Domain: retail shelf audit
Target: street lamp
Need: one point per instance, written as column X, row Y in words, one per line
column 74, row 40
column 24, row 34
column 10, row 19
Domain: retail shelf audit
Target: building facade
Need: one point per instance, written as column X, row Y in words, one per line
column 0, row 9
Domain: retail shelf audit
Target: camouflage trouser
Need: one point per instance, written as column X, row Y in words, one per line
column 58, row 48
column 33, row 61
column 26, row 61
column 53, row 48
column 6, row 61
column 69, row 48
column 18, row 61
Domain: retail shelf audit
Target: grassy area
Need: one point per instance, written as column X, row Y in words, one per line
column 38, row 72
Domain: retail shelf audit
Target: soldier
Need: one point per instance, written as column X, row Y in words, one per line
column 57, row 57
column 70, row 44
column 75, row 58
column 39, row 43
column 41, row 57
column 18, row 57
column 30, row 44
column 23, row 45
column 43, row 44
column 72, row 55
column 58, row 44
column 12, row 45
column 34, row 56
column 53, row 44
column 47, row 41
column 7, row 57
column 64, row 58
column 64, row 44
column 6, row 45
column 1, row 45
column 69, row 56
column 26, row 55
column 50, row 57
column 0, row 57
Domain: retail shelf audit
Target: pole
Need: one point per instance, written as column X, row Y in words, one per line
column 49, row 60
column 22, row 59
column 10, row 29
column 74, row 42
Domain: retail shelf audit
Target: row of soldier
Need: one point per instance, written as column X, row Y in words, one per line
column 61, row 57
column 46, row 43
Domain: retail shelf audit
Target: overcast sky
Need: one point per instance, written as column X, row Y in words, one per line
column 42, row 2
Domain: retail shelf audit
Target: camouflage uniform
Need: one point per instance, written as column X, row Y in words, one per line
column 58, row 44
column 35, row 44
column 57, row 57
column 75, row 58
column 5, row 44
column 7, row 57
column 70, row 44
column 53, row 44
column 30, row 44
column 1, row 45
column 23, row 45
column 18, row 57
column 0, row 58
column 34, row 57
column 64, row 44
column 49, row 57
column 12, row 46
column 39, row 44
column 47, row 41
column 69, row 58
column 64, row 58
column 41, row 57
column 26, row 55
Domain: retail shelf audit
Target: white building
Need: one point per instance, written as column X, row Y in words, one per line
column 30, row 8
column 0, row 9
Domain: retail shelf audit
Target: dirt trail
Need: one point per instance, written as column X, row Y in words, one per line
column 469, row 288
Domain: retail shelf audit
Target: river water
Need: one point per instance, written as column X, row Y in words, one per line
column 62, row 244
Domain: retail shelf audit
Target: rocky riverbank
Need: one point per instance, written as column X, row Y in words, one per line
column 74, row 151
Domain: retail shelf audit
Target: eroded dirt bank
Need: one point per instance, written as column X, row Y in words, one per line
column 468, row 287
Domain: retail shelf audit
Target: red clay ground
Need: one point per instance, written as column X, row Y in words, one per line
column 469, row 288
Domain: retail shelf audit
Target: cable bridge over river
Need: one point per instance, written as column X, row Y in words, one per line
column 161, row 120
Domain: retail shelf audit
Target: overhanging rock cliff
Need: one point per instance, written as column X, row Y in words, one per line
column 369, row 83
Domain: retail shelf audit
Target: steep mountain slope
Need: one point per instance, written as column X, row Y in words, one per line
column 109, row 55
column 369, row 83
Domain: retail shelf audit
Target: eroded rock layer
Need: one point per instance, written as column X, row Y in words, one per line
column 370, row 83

→ Problem statement
For the records above, state how many lines contain the string "eroded", with no added text.

→ Finished exercise
2